» **Requests**
1) Rewrite everything in the authorized capital passage from "The Executive Board is further" down to "capital III 2011).", substituting "Management Board" for each "Executive Board".
2) Pick up the passage on the company's authorized capital after its last sentence and continue it.

» **Document segment**
The Executive Board is further authorized until April 21, 2015, to increase the company's capital stock by up to € 15.6 million, with the prior approval of the Supervisory Board, by issuing either in a single step or in several steps, new registered nonpar-value shares in return for cash contributions (Authorized capital II 2011).
In addition, the Executive Board is authorized until April 21, 2015, to increase the company's capital stock by up to € 5.2 million, with the prior approval of the Supervisory Board, by issuing, either in a single step or in several steps, new registered non-par-value shares in return for cash and/or noncash contributions (Authorized capital III 2011).

» **Given records**
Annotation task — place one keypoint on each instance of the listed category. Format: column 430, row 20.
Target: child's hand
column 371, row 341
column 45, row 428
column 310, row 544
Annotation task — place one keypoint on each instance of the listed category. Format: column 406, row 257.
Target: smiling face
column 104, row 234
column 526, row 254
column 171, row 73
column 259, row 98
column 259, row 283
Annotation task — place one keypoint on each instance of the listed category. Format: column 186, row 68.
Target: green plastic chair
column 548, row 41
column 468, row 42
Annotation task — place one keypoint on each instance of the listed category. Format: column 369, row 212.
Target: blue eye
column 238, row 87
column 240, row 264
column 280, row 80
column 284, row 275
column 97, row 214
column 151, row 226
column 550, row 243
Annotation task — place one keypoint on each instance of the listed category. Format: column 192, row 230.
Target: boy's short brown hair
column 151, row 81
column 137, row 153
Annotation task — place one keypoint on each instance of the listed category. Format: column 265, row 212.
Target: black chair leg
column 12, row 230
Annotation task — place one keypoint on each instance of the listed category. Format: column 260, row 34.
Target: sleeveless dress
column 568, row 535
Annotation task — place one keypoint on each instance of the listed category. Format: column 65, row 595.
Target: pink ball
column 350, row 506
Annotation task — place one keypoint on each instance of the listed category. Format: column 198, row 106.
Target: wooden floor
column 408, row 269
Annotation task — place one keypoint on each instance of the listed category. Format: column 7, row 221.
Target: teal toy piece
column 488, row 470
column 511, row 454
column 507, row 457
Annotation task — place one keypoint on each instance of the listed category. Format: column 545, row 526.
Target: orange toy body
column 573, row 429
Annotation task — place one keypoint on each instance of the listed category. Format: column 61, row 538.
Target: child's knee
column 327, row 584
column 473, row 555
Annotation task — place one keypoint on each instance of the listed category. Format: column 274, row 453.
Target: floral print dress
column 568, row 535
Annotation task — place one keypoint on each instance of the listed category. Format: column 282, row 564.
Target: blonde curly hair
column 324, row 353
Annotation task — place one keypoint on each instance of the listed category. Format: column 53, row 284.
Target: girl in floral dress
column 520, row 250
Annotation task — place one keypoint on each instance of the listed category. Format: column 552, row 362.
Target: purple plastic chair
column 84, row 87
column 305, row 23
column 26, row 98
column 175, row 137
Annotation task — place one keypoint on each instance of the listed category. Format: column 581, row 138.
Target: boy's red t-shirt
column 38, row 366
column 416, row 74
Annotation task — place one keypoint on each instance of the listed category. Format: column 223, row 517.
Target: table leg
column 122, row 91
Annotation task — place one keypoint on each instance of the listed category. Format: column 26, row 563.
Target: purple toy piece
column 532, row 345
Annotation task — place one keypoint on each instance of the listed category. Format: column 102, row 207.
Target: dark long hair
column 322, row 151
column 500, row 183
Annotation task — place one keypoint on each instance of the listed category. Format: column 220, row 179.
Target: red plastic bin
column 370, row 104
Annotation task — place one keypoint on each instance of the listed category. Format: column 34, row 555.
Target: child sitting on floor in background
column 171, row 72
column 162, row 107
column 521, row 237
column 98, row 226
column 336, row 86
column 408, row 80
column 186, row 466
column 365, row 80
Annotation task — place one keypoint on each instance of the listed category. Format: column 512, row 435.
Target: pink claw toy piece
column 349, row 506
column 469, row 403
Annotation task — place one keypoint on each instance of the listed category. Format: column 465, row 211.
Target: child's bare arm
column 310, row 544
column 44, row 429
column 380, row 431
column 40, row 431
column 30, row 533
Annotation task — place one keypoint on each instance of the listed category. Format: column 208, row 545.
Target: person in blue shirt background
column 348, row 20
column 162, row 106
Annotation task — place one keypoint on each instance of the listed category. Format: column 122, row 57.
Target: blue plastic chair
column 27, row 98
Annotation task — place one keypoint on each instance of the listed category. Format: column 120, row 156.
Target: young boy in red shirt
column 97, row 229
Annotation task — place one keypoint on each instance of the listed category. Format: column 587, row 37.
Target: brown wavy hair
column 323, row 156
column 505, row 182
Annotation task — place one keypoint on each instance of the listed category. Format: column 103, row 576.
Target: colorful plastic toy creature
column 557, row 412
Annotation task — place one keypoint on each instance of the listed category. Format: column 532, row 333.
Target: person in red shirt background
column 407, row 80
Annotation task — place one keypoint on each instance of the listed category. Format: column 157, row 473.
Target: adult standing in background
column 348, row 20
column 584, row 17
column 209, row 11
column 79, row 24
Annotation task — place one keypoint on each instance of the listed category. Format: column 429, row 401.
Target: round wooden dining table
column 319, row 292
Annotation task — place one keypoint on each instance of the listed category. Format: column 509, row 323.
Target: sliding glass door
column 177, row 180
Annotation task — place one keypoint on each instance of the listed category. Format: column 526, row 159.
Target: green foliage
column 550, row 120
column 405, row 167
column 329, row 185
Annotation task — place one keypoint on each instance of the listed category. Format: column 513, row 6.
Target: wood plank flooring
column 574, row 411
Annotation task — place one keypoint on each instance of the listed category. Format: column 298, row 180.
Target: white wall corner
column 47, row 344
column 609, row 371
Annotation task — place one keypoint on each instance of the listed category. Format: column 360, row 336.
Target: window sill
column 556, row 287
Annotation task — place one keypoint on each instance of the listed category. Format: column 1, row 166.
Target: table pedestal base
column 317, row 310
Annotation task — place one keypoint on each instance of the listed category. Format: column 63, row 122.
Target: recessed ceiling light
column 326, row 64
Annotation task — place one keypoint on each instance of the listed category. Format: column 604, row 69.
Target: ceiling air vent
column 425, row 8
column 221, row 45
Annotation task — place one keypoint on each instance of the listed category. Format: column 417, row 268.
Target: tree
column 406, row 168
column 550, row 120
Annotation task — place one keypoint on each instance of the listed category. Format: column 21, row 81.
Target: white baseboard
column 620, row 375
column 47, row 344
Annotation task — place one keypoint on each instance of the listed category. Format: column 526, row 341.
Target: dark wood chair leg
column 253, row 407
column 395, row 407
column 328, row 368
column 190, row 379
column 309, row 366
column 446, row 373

» **Outputs for the tasks**
1)
The Management Board is further authorized until April 21, 2015, to increase the company's capital stock by up to € 15.6 million, with the prior approval of the Supervisory Board, by issuing either in a single step or in several steps, new registered nonpar-value shares in return for cash contributions (Authorized capital II 2011).
In addition, the Management Board is authorized until April 21, 2015, to increase the company's capital stock by up to € 5.2 million, with the prior approval of the Supervisory Board, by issuing, either in a single step or in several steps, new registered non-par-value shares in return for cash and/or noncash contributions (Authorized capital III 2011).

2)
At the Annual General Meeting on April 22, 2010, the Executive Board was authorized until April 21, 2015, to issue conditional capital increases with the prior approval of the Supervisory Board:
The Executive Board is authorized until April 21, 2015 to issue, in a single step or several steps and with the prior approval of the Supervisory Board, bearer convertible bonds and/or bonds with warrants (collectively referred to as "bonds") with or without maturity date, with a total nominal value of up to € 500 million. At the same time, the holders of convertible bonds and/or bonds with warrants are to be granted the right, obligation or option to convert them into registered non-par-value shares of the company representing a stake in the capital stock of up to € 22.36 million under the conditions established for the issue of convertible bonds or bonds with warrants. The bonds may be issued in return for cash contributions only. They may be issued in euros or in any other legal currency. They may also be issued by an affiliated company in which MTU holds a controlling interest. In such cases, and subject to the prior approval of the Supervisory Board, the Executive Board is authorized to act as guarantor for the bonds.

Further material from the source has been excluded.